**EXERCISE AIM**
Identify every line of the listing below that contains the word "pitch", and copy each of those lines.

**MATERIAL PROVIDED**
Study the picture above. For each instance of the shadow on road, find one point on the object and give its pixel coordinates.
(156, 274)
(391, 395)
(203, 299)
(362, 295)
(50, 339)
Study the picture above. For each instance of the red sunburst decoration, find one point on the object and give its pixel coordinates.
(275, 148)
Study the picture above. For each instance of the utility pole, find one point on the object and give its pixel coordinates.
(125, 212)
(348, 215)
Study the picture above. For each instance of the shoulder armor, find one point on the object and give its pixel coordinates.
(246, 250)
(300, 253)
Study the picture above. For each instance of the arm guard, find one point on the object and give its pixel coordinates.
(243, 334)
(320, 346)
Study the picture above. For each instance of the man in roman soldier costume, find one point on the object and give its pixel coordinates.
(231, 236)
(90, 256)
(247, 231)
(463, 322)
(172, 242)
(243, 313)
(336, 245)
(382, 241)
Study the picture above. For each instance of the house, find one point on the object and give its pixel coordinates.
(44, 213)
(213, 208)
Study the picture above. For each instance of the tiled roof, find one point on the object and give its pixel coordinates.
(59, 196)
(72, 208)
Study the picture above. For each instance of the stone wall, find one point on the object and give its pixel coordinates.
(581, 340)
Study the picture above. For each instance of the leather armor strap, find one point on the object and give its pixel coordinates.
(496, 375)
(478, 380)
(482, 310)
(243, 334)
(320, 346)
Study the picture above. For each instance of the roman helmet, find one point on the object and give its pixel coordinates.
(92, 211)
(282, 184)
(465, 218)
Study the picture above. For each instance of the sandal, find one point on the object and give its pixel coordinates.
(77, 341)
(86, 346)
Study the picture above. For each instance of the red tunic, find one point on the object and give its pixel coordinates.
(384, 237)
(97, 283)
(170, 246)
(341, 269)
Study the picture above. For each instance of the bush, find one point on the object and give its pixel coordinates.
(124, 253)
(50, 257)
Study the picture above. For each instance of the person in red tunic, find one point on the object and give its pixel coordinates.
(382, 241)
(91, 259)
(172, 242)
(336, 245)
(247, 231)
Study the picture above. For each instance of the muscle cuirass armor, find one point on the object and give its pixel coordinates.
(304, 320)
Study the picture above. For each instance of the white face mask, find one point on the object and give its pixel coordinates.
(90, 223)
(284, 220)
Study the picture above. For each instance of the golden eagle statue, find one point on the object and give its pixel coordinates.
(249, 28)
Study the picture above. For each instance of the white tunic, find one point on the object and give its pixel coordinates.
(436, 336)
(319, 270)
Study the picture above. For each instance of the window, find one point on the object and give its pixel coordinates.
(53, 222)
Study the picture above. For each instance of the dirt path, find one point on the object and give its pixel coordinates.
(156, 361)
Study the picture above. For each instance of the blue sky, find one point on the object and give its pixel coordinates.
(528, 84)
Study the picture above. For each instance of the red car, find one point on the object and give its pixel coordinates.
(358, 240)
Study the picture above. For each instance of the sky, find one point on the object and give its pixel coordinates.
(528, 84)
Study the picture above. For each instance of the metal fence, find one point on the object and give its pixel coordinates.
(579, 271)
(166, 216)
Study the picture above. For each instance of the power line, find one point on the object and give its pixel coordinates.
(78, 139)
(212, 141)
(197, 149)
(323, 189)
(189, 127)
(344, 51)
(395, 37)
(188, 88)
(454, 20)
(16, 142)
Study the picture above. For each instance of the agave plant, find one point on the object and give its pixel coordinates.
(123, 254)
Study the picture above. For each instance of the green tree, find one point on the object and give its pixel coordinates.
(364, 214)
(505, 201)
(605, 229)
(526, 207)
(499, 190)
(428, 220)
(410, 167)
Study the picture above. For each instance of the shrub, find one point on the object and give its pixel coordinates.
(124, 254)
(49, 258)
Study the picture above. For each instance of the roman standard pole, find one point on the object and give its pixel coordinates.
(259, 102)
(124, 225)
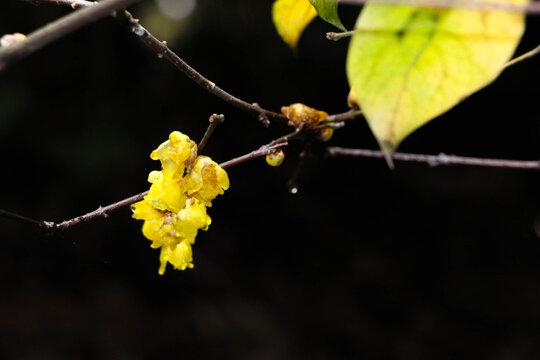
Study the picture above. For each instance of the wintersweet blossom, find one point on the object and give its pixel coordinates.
(174, 210)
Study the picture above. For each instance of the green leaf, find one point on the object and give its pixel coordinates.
(291, 18)
(327, 10)
(408, 65)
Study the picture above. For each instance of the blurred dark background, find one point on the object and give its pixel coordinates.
(362, 263)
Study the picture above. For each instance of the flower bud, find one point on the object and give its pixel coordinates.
(275, 158)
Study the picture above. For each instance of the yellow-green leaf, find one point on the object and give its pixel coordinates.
(408, 65)
(291, 18)
(327, 10)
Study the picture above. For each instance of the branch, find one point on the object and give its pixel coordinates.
(50, 226)
(438, 160)
(57, 29)
(531, 8)
(163, 51)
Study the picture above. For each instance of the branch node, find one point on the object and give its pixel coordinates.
(214, 120)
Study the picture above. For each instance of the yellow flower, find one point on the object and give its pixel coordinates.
(206, 180)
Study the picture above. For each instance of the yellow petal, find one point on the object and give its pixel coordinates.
(190, 219)
(291, 17)
(143, 210)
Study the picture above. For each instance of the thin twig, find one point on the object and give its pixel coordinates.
(335, 36)
(59, 28)
(348, 115)
(529, 54)
(50, 226)
(163, 51)
(438, 160)
(530, 8)
(262, 151)
(214, 120)
(75, 4)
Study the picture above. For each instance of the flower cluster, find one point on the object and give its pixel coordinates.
(175, 207)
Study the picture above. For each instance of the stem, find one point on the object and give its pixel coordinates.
(57, 29)
(214, 120)
(50, 226)
(532, 7)
(163, 51)
(438, 160)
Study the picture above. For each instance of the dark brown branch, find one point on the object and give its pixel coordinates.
(438, 160)
(262, 151)
(50, 226)
(531, 8)
(163, 51)
(59, 28)
(75, 4)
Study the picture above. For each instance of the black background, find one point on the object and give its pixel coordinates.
(363, 262)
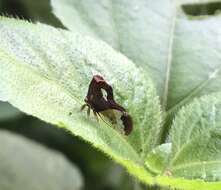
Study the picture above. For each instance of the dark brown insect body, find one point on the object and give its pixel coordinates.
(96, 101)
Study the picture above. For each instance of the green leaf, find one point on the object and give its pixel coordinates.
(45, 72)
(180, 53)
(158, 158)
(7, 111)
(196, 140)
(20, 157)
(40, 11)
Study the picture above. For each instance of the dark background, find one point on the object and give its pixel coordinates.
(99, 172)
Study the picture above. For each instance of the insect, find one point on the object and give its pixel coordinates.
(100, 104)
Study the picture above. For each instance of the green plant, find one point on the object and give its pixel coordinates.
(45, 72)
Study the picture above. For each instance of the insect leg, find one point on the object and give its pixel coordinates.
(95, 114)
(83, 107)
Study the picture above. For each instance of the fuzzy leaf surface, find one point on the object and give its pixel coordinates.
(45, 72)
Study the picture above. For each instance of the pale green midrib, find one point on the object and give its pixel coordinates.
(37, 73)
(191, 94)
(182, 166)
(169, 60)
(71, 95)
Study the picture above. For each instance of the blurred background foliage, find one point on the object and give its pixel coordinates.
(96, 171)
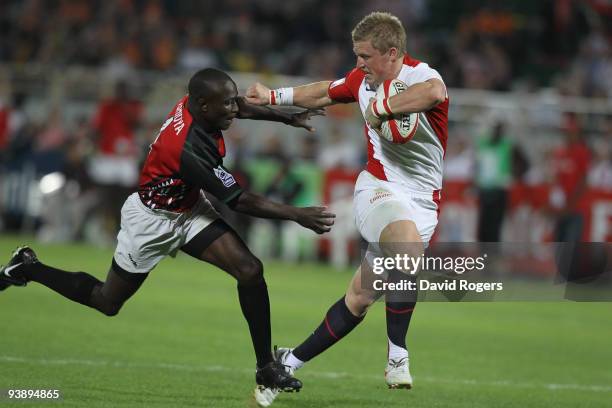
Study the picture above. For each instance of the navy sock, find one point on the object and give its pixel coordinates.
(398, 320)
(338, 322)
(255, 305)
(76, 286)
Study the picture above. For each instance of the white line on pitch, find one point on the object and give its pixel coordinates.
(322, 374)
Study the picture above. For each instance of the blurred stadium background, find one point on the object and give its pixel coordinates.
(85, 86)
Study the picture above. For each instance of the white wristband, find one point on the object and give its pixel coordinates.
(281, 96)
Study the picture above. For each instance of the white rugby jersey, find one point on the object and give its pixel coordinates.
(417, 163)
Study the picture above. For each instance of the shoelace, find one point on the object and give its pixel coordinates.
(397, 363)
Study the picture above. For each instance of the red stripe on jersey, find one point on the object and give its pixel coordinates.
(438, 119)
(347, 91)
(436, 196)
(397, 137)
(374, 165)
(408, 60)
(221, 145)
(399, 311)
(375, 109)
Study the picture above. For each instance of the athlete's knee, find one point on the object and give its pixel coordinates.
(103, 304)
(359, 302)
(401, 238)
(249, 270)
(110, 309)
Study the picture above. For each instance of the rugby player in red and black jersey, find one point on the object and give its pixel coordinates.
(169, 212)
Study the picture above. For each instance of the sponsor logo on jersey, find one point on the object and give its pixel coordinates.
(337, 82)
(226, 178)
(380, 194)
(133, 261)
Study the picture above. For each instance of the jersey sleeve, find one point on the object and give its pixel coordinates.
(346, 90)
(423, 72)
(198, 169)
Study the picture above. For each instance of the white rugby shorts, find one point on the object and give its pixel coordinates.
(147, 235)
(378, 203)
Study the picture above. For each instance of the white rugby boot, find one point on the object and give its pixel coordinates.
(265, 396)
(397, 374)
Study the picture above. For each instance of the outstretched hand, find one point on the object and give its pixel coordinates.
(317, 219)
(258, 94)
(300, 119)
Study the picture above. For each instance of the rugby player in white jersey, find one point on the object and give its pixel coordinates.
(397, 195)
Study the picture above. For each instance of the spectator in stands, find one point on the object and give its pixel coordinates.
(497, 159)
(115, 167)
(571, 162)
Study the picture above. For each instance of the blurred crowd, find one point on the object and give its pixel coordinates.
(482, 44)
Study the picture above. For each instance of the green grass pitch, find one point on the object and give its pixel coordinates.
(181, 341)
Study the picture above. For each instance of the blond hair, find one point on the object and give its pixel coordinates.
(383, 30)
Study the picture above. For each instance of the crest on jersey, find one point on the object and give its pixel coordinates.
(226, 178)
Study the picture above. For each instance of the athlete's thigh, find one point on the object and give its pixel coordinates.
(120, 284)
(219, 245)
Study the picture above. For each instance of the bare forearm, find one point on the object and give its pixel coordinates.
(256, 112)
(419, 97)
(259, 206)
(312, 95)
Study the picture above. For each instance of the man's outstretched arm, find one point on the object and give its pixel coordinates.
(248, 110)
(317, 219)
(310, 96)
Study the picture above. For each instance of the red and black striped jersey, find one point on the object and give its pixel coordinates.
(183, 160)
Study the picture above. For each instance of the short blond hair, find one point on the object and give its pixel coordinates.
(383, 30)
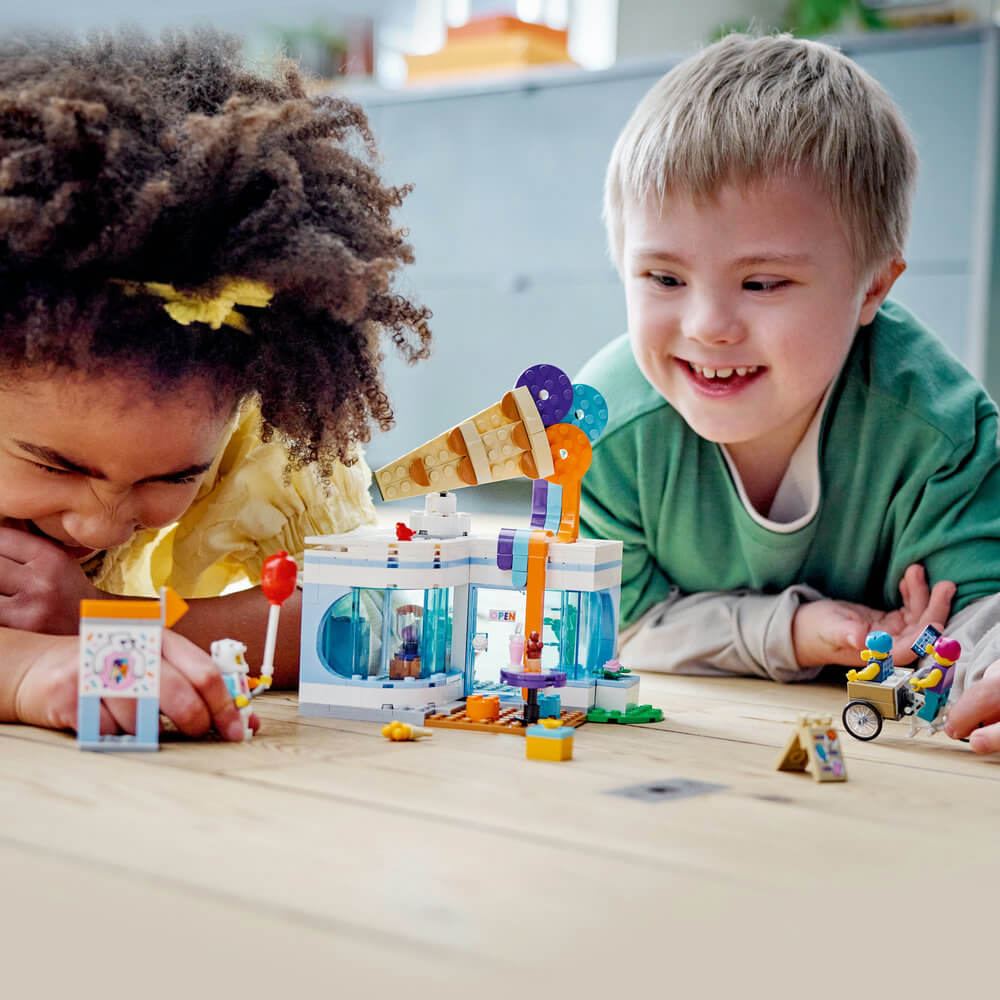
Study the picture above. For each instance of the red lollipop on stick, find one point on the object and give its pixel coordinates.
(277, 581)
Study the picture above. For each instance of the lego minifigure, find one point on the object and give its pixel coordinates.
(533, 653)
(935, 682)
(877, 654)
(232, 664)
(516, 647)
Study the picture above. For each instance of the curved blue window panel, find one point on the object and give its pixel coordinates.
(343, 640)
(600, 630)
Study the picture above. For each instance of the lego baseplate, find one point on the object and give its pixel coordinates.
(507, 723)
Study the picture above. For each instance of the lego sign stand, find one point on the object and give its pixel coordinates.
(120, 645)
(814, 747)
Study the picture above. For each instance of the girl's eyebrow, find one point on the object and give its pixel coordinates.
(51, 457)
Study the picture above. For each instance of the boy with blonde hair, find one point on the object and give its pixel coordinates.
(789, 453)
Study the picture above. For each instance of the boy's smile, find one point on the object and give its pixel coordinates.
(86, 462)
(742, 309)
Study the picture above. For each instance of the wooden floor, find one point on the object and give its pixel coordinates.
(322, 860)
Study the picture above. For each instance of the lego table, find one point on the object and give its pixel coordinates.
(321, 859)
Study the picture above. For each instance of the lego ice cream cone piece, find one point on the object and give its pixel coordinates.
(504, 441)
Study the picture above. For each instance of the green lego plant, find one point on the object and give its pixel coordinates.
(807, 18)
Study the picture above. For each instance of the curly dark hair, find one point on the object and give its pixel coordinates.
(125, 159)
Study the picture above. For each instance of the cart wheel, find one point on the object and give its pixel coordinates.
(862, 720)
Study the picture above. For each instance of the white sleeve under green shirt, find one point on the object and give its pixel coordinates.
(901, 465)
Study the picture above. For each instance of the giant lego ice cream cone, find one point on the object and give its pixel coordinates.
(505, 441)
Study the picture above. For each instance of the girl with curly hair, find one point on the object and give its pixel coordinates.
(196, 267)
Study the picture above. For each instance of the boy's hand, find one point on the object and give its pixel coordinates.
(978, 707)
(834, 631)
(192, 693)
(41, 586)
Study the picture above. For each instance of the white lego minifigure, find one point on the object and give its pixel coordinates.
(232, 664)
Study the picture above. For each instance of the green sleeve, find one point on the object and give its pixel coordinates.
(947, 517)
(610, 508)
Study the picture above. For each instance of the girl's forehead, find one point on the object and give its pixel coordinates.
(113, 393)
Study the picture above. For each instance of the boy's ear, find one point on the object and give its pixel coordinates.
(881, 283)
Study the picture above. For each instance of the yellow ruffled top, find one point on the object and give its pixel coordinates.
(243, 513)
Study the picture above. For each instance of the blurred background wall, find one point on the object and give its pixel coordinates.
(503, 115)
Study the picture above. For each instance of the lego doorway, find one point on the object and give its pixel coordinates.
(577, 634)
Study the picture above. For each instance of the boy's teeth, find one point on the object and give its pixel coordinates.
(721, 372)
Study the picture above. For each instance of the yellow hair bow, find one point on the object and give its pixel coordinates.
(196, 306)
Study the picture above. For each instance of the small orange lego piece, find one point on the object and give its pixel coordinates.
(482, 708)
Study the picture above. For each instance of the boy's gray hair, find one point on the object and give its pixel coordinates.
(745, 108)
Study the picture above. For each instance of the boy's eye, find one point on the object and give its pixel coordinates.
(667, 280)
(764, 284)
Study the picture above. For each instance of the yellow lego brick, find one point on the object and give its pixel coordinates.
(544, 748)
(541, 451)
(476, 451)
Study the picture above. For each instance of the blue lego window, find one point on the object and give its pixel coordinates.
(578, 632)
(387, 634)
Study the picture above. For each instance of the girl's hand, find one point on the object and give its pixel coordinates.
(834, 631)
(976, 714)
(41, 586)
(192, 693)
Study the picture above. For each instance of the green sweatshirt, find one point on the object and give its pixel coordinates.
(909, 471)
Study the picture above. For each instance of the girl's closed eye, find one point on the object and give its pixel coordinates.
(765, 284)
(54, 470)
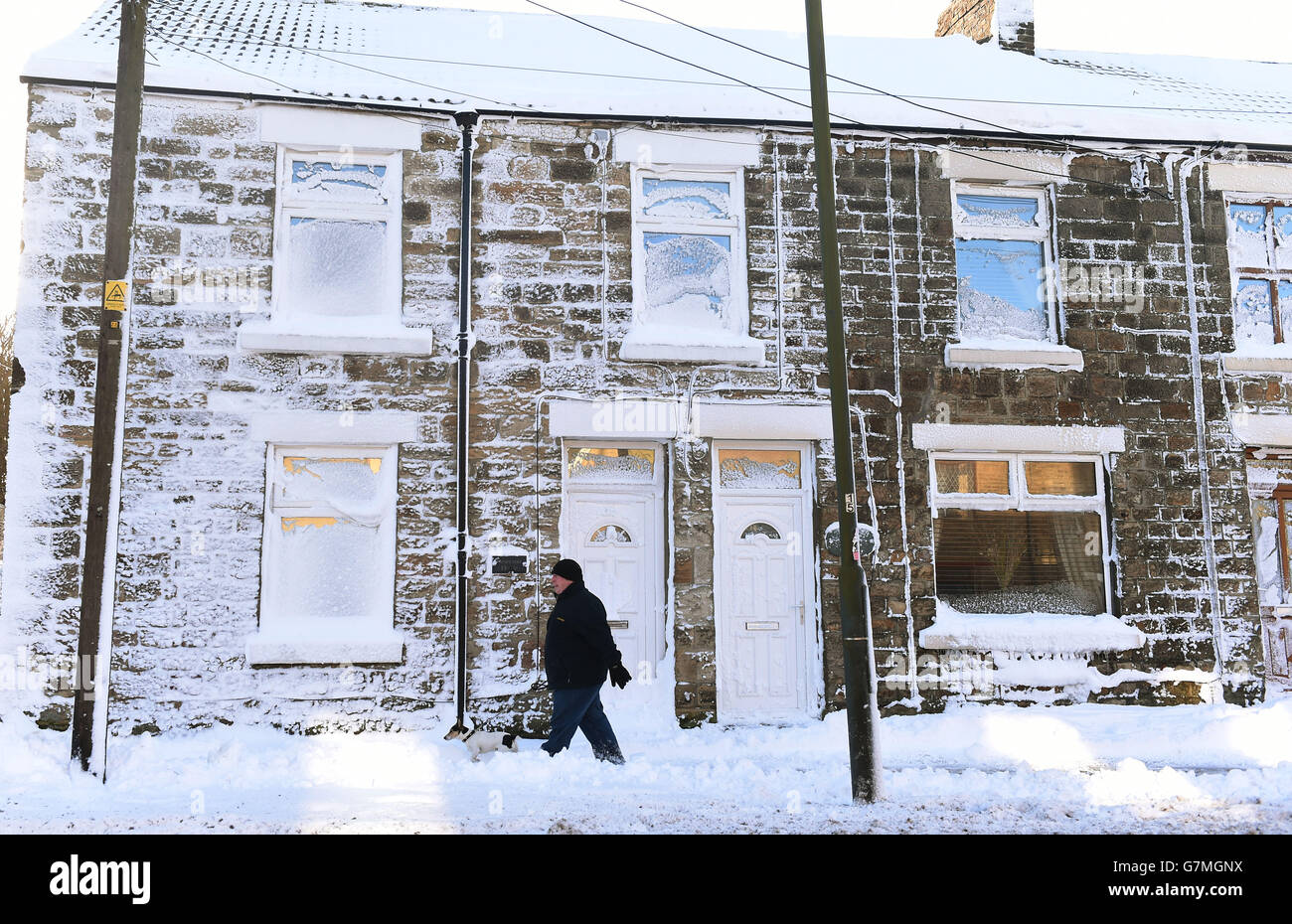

**EXERCISE ANSWER**
Study the picture above. For each instance of the white line on pitch, find one point on the object and give its pixel coordinates.
Study the picture above. For each instance of the green grass pitch, find one point on the object and give its pixel coordinates.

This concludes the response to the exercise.